Stanford CS221 | Autumn 2025 | Lecture 12: Bayesian Networks I
TL;DR
This lecture transitions from model-free and model-based reinforcement learning to probabilistic reasoning, introducing Bayesian networks as a framework for representing uncertain world states. It establishes probability fundamentals—joint distributions, marginalization, and conditioning—using tensor operations (einops) to provide the mathematical foundation for efficient inference in complex domains.
🧠 Model-Based vs. Model-Free Intelligence 3 insights
Model-free methods are direct but inflexible
Approaches like Q-learning compile rewards and transitions into direct predictions, making it impossible to adapt if the reward function changes without completely retraining the model.
Model-based reasoning enables flexible planning
Understanding how the world works allows agents to recompute optimal policies on the fly when objectives change, whereas Q-values permanently bake in the original reward structure.
Bayesian networks model uncertain world states
The lecture shifts from deterministic search and MDPs to representing the world probabilistically, addressing how agents reason under uncertainty about multiple interrelated state variables.
📊 Probability as Tensor Operations 3 insights
Joint distributions represent complete world states
A joint distribution over random variables assigns probabilities to every possible assignment of values, serving as a comprehensive 'source of truth' for all possible world configurations.

__Instruction 1__. Could you reproduce the passage of the Bayesian networks lecture summary between "Stanford CS221 |" and "retraining the model.", inclusive?
__Instruction 2__. What comes next in the Bayesian networks lecture summary? Write the text that follows its final sentence.

__Provided data__.
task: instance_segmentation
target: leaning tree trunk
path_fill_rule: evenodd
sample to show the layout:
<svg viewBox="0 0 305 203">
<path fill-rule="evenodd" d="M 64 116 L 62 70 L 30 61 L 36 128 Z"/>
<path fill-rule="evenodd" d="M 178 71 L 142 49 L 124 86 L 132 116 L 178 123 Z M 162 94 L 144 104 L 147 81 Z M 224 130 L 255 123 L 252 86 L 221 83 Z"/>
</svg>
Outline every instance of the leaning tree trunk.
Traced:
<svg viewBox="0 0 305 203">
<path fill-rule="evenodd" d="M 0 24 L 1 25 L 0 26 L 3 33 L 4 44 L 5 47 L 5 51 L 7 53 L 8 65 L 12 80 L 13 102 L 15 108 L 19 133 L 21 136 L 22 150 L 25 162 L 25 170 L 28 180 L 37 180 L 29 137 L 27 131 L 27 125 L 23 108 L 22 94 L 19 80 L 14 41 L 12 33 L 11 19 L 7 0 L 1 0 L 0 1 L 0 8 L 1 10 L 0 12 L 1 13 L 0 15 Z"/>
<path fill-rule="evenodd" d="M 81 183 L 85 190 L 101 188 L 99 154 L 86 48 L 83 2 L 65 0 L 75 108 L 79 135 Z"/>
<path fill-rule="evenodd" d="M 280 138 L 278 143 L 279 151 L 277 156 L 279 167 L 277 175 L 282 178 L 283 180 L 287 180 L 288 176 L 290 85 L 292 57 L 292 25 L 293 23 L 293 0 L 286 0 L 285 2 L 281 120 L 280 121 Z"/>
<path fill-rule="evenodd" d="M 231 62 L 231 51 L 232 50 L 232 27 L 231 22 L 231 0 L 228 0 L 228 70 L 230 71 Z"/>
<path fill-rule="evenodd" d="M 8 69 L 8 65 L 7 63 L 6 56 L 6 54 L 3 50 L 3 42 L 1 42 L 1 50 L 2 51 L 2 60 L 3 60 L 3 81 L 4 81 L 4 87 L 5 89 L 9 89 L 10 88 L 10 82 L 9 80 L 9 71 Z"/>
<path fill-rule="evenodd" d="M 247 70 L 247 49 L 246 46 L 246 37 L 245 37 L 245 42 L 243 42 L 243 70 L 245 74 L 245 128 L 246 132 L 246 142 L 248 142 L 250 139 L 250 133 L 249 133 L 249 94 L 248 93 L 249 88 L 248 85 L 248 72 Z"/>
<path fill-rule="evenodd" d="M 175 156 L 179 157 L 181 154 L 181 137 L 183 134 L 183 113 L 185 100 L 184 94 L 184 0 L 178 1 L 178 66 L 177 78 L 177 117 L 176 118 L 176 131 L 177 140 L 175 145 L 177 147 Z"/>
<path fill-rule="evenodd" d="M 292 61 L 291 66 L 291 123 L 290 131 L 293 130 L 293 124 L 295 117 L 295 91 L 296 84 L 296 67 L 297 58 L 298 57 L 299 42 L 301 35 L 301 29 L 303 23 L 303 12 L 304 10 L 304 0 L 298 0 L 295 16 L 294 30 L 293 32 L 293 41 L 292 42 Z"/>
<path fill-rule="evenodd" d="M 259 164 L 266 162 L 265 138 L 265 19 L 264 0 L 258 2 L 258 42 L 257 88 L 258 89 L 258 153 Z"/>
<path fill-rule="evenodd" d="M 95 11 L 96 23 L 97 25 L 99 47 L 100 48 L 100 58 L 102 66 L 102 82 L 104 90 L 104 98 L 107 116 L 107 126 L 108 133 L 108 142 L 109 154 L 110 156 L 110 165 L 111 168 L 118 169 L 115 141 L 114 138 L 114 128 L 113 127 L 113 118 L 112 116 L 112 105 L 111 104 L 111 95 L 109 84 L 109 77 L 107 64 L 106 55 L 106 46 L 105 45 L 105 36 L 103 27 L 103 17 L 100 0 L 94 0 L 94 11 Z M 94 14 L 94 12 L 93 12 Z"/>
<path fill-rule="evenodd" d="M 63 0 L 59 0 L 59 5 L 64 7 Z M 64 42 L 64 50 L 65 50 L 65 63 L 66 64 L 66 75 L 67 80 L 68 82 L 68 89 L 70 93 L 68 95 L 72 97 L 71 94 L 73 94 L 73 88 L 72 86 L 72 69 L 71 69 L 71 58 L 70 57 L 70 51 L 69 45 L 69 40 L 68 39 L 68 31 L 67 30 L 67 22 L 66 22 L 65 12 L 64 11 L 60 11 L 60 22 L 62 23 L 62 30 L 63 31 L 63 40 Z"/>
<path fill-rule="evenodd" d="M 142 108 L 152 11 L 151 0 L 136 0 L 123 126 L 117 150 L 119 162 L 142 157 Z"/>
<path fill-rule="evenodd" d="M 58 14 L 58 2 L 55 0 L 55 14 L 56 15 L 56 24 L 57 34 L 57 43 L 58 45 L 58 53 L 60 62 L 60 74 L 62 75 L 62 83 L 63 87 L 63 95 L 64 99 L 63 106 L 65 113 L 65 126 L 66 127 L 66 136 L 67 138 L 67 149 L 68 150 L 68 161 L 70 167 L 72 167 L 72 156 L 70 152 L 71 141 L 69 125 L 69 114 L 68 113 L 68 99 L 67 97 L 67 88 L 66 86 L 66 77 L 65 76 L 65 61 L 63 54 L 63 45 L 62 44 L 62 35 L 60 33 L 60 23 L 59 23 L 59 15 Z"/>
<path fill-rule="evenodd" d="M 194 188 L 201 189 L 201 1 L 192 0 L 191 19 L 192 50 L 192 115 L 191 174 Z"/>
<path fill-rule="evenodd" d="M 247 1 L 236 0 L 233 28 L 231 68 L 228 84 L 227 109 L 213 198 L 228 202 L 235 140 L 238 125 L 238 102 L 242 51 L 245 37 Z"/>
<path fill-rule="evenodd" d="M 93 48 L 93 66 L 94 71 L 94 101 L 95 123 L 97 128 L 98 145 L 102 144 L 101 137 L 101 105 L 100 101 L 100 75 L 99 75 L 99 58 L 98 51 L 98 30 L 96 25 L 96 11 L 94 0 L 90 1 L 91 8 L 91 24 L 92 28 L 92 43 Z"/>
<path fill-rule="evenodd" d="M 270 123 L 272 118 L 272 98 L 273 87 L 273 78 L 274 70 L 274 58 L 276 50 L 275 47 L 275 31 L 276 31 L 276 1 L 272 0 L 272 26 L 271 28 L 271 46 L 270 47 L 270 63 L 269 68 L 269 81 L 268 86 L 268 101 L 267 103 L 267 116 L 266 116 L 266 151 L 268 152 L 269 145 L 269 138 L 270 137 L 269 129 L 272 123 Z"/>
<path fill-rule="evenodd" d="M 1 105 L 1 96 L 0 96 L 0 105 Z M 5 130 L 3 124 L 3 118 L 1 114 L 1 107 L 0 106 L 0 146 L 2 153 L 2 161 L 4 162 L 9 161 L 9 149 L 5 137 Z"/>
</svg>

__Exercise output 1__.
Stanford CS221 | Autumn 2025 | Lecture 12: Bayesian Networks I
TL;DR
This lecture transitions from model-free and model-based reinforcement learning to probabilistic reasoning, introducing Bayesian networks as a framework for representing uncertain world states. It establishes probability fundamentals—joint distributions, marginalization, and conditioning—using tensor operations (einops) to provide the mathematical foundation for efficient inference in complex domains.
🧠 Model-Based vs. Model-Free Intelligence 3 insights
Model-free methods are direct but inflexible
Approaches like Q-learning compile rewards and transitions into direct predictions, making it impossible to adapt if the reward function changes without completely retraining the model.

__Exercise output 2__.
Probability tables are multi-dimensional tensors
Joint distributions map directly to tensors where each axis corresponds to a random variable, enabling efficient computation using linear algebra rather than manual table lookups.
Einops notation expresses all probability laws
Marginalization and other operations can be written compactly using einops (einsum) notation, where summing over axes not present in the output label corresponds to marginalizing out variables.
🔍 Core Inference Operations 3 insights
Marginalization collapses uncertain variables
To ignore a variable, sum probabilities over all assignments that differ only in that variable, effectively collapsing the probability table by removing the corresponding dimension.
Conditioning selects and renormalizes evidence
Observing evidence selects compatible assignments from the joint distribution, then divides by the evidence probability to renormalize, yielding a valid probability distribution over remaining variables.
Inference queries act like SQL on databases
Probabilistic inference treats the joint distribution as a database, allowing queries that specify evidence variables and request probabilities for query variables while automatically marginalizing all unmentioned variables.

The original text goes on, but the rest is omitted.